» Direction
Copy every row below verbatim, keeping each line and its order unchanged.

====== Material supplied ======

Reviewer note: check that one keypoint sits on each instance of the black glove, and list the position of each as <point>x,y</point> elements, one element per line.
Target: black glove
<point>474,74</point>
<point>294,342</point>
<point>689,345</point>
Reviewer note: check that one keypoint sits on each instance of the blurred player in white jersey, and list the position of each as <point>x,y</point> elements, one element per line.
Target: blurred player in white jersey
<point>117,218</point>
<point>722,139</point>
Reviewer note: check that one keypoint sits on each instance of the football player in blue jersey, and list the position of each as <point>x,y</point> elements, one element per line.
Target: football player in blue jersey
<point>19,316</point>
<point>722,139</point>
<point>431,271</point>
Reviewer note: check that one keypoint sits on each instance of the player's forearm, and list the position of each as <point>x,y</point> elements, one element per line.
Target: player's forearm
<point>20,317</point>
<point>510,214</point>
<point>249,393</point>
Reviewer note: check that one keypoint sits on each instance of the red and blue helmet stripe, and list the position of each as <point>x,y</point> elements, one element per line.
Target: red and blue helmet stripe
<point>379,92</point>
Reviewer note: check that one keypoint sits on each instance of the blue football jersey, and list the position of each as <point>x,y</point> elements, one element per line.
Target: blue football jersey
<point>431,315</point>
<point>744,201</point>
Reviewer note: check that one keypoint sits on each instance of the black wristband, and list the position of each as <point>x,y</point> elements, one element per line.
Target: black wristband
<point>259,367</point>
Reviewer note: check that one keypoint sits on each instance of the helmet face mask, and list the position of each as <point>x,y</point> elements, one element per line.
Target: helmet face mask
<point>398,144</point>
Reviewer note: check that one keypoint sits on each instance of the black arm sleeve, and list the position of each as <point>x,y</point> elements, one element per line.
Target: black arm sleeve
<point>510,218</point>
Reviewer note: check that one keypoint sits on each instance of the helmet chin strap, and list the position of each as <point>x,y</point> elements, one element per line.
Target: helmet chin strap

======

» Reply
Reviewer note: check that one keypoint sits on each instance of the black glove, and list the position of each as <point>x,y</point> elements, one element per line.
Target: black glove
<point>474,74</point>
<point>294,342</point>
<point>689,345</point>
Reviewer note: check that one keypoint sits on each instance of the blurred player in white jersey, and list the position of each as <point>x,y</point> elements, one element per line.
Target: blurred player in white jersey
<point>117,218</point>
<point>722,139</point>
Reviewer note: check that one keypoint sits on each instance of the football player in blue jersey, and list the position of each as <point>x,y</point> elements, one element per line.
Target: football player in blue jersey
<point>19,316</point>
<point>722,139</point>
<point>431,271</point>
Reviewer note: check that one keypoint sits on each instance of the player's forearm, and list the position of each as <point>x,y</point> elements, one element per line.
Target: player's forearm
<point>20,317</point>
<point>510,214</point>
<point>249,393</point>
Reviewer note: check that one keypoint sits on each instance of the red and blue helmet stripe, and list the position of each as <point>x,y</point> elements, one element per line.
Target: red and blue helmet stripe
<point>379,92</point>
Reviewer note: check that one keypoint sits on each instance of the blue football jersey, and list the position of each as <point>x,y</point> elements, one element per line.
Target: blue football jersey
<point>431,315</point>
<point>744,201</point>
Reviewer note: check that one keypoint sits on each instance of the black wristband, and list the position of each as <point>x,y</point> elements, one element per line.
Target: black wristband
<point>259,367</point>
Reviewer note: check that one keypoint sits on each instance of the helmet face mask, and list the position of each as <point>x,y</point> elements, one element per line.
Target: helmet face mask
<point>398,144</point>
Reviewer note: check that one keypoint sits on each instance of the black arm sleeve, and list the position of each as <point>x,y</point> elements, one element per line.
Target: black arm sleeve
<point>510,218</point>
Reviewer note: check that one keypoint sits on each instance of the helmet chin strap, and list the position of each as <point>x,y</point> elements, one element per line.
Target: helmet chin strap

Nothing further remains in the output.